_WHAT TO WORK ON_
Find every line in the items below that contains the word "open", and copy each of those lines. Case counts.

◇ ◇ ◇ ◇ ◇ ◇ ◇

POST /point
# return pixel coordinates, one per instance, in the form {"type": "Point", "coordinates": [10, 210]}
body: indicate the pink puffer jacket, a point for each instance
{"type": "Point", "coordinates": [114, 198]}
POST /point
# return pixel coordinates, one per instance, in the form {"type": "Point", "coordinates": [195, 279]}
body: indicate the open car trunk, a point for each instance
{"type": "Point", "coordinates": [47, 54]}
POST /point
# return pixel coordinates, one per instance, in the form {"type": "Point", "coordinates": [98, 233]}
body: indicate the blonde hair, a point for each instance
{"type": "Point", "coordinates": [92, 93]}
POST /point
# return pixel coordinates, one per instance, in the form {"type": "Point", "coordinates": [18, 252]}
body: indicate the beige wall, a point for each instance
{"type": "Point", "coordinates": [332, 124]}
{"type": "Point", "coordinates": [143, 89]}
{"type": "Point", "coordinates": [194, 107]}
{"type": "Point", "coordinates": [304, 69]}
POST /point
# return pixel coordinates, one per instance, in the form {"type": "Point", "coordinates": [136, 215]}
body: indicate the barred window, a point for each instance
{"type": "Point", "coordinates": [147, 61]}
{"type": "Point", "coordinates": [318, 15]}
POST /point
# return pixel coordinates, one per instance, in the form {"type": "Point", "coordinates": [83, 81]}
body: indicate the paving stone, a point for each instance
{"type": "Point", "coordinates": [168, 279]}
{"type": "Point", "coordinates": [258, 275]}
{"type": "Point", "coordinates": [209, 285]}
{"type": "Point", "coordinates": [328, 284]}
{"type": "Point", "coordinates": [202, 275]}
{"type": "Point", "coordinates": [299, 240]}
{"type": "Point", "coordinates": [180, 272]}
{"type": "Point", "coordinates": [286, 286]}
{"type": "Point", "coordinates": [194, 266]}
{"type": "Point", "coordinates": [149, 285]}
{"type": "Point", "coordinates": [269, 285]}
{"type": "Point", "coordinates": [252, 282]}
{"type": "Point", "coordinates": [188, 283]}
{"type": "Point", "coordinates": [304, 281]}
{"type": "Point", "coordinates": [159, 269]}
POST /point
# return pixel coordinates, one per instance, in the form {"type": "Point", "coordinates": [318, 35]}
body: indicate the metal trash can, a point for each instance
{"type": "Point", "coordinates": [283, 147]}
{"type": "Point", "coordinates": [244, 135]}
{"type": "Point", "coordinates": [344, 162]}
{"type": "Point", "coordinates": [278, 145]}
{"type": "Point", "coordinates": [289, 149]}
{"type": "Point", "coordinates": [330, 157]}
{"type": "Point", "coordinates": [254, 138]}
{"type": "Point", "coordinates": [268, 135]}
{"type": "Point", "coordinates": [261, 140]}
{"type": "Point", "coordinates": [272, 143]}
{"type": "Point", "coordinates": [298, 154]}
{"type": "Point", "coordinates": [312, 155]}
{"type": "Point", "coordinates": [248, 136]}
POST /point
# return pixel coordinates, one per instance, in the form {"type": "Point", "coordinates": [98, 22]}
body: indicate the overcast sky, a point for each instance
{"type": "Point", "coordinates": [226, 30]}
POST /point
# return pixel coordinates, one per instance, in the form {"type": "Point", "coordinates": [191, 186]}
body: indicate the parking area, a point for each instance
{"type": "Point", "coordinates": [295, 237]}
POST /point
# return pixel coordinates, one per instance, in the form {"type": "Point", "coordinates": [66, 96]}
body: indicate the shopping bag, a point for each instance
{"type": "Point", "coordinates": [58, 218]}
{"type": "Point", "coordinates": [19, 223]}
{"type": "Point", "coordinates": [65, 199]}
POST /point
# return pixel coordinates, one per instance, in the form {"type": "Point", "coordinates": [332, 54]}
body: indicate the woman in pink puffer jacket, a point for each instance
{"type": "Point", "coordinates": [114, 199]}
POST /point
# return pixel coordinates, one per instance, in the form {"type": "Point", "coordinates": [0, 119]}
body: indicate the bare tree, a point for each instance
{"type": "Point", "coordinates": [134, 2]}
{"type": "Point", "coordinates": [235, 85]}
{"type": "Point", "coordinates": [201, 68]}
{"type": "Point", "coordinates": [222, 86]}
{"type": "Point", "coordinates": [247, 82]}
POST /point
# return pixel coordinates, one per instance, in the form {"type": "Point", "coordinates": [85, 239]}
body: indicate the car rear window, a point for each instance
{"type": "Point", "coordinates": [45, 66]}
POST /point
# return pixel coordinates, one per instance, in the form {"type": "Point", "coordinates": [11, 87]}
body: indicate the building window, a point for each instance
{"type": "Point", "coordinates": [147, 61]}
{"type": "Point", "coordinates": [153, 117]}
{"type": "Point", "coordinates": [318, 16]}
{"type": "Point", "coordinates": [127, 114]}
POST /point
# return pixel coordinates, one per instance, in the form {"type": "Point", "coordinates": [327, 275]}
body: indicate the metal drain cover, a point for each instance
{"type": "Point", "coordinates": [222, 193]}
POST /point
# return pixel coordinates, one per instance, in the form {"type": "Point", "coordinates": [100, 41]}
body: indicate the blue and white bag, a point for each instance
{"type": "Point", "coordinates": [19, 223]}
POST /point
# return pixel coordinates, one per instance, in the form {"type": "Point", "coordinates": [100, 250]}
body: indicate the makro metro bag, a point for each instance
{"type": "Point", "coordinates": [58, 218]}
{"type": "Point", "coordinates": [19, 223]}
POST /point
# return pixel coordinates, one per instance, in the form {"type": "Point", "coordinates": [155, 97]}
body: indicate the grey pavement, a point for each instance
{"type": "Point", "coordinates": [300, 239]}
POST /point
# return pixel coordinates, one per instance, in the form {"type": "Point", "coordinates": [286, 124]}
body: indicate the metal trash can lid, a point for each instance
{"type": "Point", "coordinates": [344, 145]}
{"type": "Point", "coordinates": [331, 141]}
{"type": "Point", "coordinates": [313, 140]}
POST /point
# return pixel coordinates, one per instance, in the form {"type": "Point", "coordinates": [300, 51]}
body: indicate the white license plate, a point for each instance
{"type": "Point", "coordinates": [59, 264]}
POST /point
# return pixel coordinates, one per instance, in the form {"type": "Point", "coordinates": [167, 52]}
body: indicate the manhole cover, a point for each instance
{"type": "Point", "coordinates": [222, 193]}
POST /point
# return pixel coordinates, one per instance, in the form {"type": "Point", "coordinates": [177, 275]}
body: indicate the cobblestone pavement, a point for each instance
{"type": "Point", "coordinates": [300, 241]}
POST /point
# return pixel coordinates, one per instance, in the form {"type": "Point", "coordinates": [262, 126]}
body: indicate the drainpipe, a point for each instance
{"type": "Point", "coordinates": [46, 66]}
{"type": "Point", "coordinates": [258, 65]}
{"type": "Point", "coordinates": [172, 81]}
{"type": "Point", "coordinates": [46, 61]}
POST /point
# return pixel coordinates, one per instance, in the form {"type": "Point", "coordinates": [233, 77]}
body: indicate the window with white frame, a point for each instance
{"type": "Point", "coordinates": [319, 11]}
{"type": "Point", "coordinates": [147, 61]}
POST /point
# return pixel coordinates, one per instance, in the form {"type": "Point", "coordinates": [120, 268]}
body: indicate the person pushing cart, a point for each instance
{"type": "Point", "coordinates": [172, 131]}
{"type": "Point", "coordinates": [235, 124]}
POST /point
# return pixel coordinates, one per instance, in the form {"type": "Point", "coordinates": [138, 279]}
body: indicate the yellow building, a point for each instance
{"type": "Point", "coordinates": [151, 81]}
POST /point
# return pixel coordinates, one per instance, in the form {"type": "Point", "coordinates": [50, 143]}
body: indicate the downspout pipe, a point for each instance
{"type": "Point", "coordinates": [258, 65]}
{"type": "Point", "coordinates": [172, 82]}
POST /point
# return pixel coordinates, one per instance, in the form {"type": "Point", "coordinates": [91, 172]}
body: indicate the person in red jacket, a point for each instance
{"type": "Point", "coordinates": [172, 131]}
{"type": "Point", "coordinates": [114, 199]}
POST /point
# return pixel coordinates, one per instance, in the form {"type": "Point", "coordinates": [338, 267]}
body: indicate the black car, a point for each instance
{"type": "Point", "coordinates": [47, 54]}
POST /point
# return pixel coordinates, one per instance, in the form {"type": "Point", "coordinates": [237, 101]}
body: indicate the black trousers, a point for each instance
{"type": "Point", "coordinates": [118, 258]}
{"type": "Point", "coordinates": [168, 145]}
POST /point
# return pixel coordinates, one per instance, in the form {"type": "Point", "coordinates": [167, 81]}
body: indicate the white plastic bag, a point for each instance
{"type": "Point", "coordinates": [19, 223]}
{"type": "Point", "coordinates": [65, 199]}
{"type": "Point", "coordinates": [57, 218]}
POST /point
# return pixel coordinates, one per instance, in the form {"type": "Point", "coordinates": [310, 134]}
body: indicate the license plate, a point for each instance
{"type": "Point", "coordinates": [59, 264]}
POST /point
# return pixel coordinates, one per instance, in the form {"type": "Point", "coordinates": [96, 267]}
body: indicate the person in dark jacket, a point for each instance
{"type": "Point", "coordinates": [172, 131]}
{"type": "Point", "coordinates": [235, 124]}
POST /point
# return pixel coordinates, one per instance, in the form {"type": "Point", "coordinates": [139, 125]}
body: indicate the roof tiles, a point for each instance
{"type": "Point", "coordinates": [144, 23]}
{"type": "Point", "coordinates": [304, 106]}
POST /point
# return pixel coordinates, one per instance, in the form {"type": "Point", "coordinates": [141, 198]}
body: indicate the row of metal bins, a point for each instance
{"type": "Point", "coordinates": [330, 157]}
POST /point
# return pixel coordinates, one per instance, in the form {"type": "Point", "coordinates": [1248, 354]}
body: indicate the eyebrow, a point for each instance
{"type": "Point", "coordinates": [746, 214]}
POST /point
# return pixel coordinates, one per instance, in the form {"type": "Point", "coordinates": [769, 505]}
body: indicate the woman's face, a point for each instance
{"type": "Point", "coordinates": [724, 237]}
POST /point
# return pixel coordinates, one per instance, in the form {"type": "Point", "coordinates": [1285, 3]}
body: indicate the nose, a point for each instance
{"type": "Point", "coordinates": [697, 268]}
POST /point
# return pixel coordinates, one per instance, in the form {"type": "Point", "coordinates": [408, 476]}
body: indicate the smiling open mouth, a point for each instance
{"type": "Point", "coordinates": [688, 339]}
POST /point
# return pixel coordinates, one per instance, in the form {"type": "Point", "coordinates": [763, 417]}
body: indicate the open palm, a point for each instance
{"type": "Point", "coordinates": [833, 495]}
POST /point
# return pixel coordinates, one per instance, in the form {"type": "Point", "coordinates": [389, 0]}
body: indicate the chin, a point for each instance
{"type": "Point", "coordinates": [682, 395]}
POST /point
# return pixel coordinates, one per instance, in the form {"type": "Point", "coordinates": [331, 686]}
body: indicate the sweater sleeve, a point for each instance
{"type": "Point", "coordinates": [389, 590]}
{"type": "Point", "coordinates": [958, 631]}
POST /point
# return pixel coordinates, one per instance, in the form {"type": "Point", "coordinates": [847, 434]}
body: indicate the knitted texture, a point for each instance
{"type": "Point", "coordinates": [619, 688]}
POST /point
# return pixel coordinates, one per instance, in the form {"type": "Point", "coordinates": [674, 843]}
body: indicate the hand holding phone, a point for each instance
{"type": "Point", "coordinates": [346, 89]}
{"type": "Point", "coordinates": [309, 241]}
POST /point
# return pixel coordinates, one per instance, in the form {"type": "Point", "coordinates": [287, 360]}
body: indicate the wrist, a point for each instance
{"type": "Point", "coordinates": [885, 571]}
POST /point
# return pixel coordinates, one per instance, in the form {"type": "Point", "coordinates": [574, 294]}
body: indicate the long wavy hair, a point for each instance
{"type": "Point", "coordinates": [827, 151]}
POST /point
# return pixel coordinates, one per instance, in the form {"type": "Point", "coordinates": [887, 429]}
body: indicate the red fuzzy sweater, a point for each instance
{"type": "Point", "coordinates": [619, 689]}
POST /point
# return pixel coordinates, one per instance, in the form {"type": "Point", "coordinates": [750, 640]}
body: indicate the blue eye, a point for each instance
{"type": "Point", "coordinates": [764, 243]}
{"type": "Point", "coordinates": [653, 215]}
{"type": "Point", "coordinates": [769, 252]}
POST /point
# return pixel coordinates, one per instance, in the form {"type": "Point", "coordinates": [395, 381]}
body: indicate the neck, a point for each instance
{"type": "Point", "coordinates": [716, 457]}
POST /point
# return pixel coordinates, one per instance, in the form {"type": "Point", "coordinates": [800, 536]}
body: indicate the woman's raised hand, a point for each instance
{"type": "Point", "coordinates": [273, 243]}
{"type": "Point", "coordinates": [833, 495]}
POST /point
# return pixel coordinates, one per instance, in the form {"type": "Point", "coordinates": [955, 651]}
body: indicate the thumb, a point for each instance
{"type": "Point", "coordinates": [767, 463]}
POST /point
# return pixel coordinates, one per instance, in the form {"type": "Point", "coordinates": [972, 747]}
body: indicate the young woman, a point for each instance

◇ ◇ ◇ ◇ ◇ ◇ ◇

_WRITTEN RESPONSE_
body: indicate the open car trunk, a point for each instance
body: indicate the smiling open mouth, a point for each instance
body: indicate the open palm, a point for each instance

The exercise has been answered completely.